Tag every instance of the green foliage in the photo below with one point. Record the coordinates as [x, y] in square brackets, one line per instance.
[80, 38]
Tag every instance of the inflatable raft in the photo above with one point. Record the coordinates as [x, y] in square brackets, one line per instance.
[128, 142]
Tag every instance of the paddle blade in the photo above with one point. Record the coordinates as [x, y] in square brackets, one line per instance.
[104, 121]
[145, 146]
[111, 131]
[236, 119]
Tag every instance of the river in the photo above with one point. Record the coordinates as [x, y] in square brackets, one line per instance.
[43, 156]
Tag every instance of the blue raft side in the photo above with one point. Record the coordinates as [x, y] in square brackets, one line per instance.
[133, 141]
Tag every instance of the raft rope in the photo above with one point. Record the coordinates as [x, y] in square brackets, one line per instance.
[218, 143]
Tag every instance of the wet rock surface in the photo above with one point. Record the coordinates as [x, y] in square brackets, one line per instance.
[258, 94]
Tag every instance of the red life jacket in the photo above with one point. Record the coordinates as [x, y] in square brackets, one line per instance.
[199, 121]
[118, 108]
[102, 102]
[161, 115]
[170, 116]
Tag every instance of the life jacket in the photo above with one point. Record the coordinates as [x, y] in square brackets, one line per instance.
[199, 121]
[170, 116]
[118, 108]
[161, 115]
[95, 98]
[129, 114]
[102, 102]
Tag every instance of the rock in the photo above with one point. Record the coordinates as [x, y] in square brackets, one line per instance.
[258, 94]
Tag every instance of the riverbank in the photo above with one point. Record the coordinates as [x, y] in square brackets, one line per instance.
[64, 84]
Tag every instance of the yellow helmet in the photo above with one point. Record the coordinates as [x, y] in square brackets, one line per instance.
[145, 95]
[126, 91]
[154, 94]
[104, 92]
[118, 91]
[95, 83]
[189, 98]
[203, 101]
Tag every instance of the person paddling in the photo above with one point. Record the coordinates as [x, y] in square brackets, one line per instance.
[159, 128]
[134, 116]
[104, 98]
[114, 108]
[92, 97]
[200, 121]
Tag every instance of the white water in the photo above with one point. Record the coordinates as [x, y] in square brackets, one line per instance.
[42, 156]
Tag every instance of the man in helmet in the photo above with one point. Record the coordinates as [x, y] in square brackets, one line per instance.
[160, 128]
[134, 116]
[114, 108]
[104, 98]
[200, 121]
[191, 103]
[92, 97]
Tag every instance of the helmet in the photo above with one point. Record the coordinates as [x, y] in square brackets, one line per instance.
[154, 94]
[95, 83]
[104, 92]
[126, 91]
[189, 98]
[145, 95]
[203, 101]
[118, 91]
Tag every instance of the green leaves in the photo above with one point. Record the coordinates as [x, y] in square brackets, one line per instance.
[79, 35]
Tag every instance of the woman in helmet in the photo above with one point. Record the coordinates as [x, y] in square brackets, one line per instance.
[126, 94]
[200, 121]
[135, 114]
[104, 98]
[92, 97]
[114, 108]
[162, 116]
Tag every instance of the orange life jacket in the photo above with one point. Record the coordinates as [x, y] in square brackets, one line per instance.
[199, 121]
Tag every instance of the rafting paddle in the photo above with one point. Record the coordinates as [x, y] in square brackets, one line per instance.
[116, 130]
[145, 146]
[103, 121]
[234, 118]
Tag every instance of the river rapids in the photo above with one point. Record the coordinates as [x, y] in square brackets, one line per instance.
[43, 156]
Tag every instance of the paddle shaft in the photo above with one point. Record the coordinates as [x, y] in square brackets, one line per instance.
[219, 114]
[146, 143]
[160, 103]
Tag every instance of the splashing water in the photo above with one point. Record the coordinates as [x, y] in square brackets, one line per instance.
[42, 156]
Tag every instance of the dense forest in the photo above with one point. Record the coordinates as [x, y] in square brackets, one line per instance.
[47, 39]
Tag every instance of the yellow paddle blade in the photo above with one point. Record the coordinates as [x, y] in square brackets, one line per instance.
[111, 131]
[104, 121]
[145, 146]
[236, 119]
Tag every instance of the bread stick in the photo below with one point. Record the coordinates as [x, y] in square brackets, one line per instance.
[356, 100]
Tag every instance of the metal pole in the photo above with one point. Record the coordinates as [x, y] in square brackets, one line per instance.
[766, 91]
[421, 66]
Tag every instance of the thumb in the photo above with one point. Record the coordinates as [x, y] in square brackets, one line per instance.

◇ ◇ ◇ ◇ ◇ ◇ ◇

PROBLEM DETAILS >>
All of the data above should be transcribed exactly.

TASK RESPONSE >>
Tag every instance of the green foliage in the photo below with one point. Record the coordinates as [x, y] in square brackets, one line per instance.
[80, 38]
Tag every instance of the inflatable raft in the photo above with one point. Record the coordinates as [x, y] in square brackets, one line per instance.
[128, 142]
Tag every instance of the paddle blade in the photo above with one point. Record the coordinates as [x, y] in square brackets, one line per instance.
[104, 121]
[145, 146]
[111, 131]
[236, 119]
Tag every instance of the river in the photo above with one point. Record the coordinates as [x, y] in square brackets, one line per instance.
[43, 156]
Tag every instance of the blue raft side in the photo above with one point. Record the coordinates as [x, y] in square brackets, one line per instance.
[133, 141]
Tag every instance of the raft rope in the photo above with one point. Record the coordinates as [x, y] in square brackets, one line per instance.
[218, 143]
Tag every instance of the wet rock surface in the photo above with one point. Record the coordinates as [x, y] in square brackets, one line per instance.
[258, 94]
Tag every instance of the red life jacket in the photo above with one point. Record the coordinates as [x, y] in square brackets, one line per instance.
[199, 121]
[118, 108]
[102, 102]
[161, 115]
[170, 116]
Tag every instance of the life jacket in the photo above with one point. Record the coordinates as [x, y] in square brackets, one line per instance.
[199, 121]
[170, 116]
[118, 108]
[161, 115]
[95, 98]
[129, 114]
[102, 102]
Tag every instance of the rock in the photo above with one point. Record the coordinates as [x, y] in square brackets, one line per instance.
[258, 94]
Tag every instance of the riverbank in the photo above with one point. Record the coordinates as [x, y] in square brackets, one line per instance.
[64, 84]
Tag every instance of the yellow helmet in the photo above with one point. Record the coordinates as [x, y] in square brackets, one line per instance.
[145, 95]
[126, 91]
[154, 94]
[104, 92]
[118, 91]
[95, 83]
[189, 98]
[203, 101]
Tag every instance of the person paddling in the photo above with one point. Record the coordinates as [x, y] in square brackets, one line per instance.
[159, 128]
[134, 116]
[104, 98]
[114, 108]
[92, 97]
[200, 121]
Tag every instance of the white water in the photo above with one point. Record the coordinates as [x, y] in square brackets, one line per instance.
[42, 156]
Tag every instance of the man in helmet in the photo above with one point. Record the coordinates as [x, y] in square brackets, one line per instance.
[160, 128]
[134, 116]
[114, 108]
[104, 98]
[200, 121]
[191, 103]
[92, 97]
Tag every instance of the helmet in the photo above with one point. Record the coordinates as [x, y] in square brackets, one line per instance.
[154, 94]
[95, 83]
[104, 92]
[126, 91]
[189, 98]
[145, 95]
[203, 101]
[118, 91]
Tag every instance of the green leaves in the photo above with one point. Record the coordinates as [x, y] in square brackets, one line per instance.
[79, 35]
Tag every instance of the woman in helmet in the photo above with one point. Record the coordinates as [x, y] in square brackets, one line per instance.
[126, 94]
[200, 121]
[135, 114]
[104, 98]
[92, 97]
[114, 108]
[162, 116]
Tag every instance of the orange life jacket in the photo above with one point. Record the coordinates as [x, y] in square brackets, one line per instance.
[199, 121]
Tag every instance of the rafting paddle in the photo above with one point. Record the coordinates as [x, y] in square brackets, one line per instance.
[116, 130]
[145, 146]
[103, 121]
[234, 118]
Tag every instance of the river rapids in the photo above with one point. Record the coordinates as [x, y] in square brackets, one line per instance.
[43, 156]
Tag every instance of the paddle shaft in the photo above with one point. Record the coordinates as [x, y] in square brackets, one line per instance.
[219, 114]
[146, 143]
[160, 103]
Tag every instance of the splashing water in the photo above with one point. Record the coordinates as [x, y] in square brackets, one line per instance.
[42, 156]
Tag every instance of the dense forest in the photo above with one point. Record the coordinates as [x, y] in square brackets, one line per instance.
[47, 39]
Tag every instance of the yellow paddle blade in the photo above with one point. Record the coordinates as [x, y] in square brackets, one line per instance.
[111, 131]
[104, 121]
[145, 146]
[236, 119]
Tag every instance of the bread stick in the photo below with one point. Record the coordinates as [x, y] in square brackets, one line per instance.
[356, 100]
Tag every instance of the metal pole in the photo above with one point. Record the coordinates as [x, y] in square brackets, one line per instance.
[766, 91]
[421, 66]
Tag every instance of the thumb in the photo above with one point. Record the coordinates as [x, y] in square brackets, one line per instance.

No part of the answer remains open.